▸ **Work item**: In the entries below, filter for the word "instance" and copy every matching line.

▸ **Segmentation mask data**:
* * * * *

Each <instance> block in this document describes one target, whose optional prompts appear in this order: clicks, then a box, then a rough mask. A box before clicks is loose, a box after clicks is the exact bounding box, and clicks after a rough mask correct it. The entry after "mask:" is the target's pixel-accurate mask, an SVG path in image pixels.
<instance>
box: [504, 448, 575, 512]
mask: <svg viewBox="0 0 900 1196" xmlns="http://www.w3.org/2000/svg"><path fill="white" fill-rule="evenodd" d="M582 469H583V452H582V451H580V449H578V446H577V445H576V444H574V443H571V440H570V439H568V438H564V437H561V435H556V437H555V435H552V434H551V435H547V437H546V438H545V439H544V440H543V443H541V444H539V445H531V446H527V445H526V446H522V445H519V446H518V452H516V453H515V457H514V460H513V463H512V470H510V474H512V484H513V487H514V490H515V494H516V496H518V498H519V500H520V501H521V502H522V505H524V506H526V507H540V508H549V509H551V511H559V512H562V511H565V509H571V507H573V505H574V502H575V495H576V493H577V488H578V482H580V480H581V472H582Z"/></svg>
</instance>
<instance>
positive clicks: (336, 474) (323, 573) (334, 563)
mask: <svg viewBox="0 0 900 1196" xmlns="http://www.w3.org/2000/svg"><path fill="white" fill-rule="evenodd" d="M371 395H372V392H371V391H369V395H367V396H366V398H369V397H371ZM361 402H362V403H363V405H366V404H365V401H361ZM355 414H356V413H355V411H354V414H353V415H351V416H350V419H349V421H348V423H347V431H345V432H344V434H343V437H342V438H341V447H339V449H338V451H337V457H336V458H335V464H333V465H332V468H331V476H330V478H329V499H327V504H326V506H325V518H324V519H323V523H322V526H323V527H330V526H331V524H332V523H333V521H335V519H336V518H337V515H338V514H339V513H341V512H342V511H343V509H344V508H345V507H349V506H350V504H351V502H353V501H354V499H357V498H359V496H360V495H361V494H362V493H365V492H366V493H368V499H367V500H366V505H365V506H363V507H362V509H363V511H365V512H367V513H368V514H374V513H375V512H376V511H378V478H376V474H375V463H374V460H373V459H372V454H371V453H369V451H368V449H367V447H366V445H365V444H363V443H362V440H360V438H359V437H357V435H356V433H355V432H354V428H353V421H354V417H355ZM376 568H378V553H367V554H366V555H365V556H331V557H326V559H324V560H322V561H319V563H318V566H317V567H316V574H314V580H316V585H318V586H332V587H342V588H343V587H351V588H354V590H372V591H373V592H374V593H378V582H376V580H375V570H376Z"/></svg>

* * * * *

▸ **Answer box**:
Each <instance> block in this document describes one target, whose optional prompts appear in this order: clicks, then a box, then a rough mask. A box before clicks is loose, a box after clicks is the exact bounding box, and clicks after a rough mask correct it. The entry after "mask:" is the target's pixel-accurate mask, an SVG path in image pixels.
<instance>
</instance>
<instance>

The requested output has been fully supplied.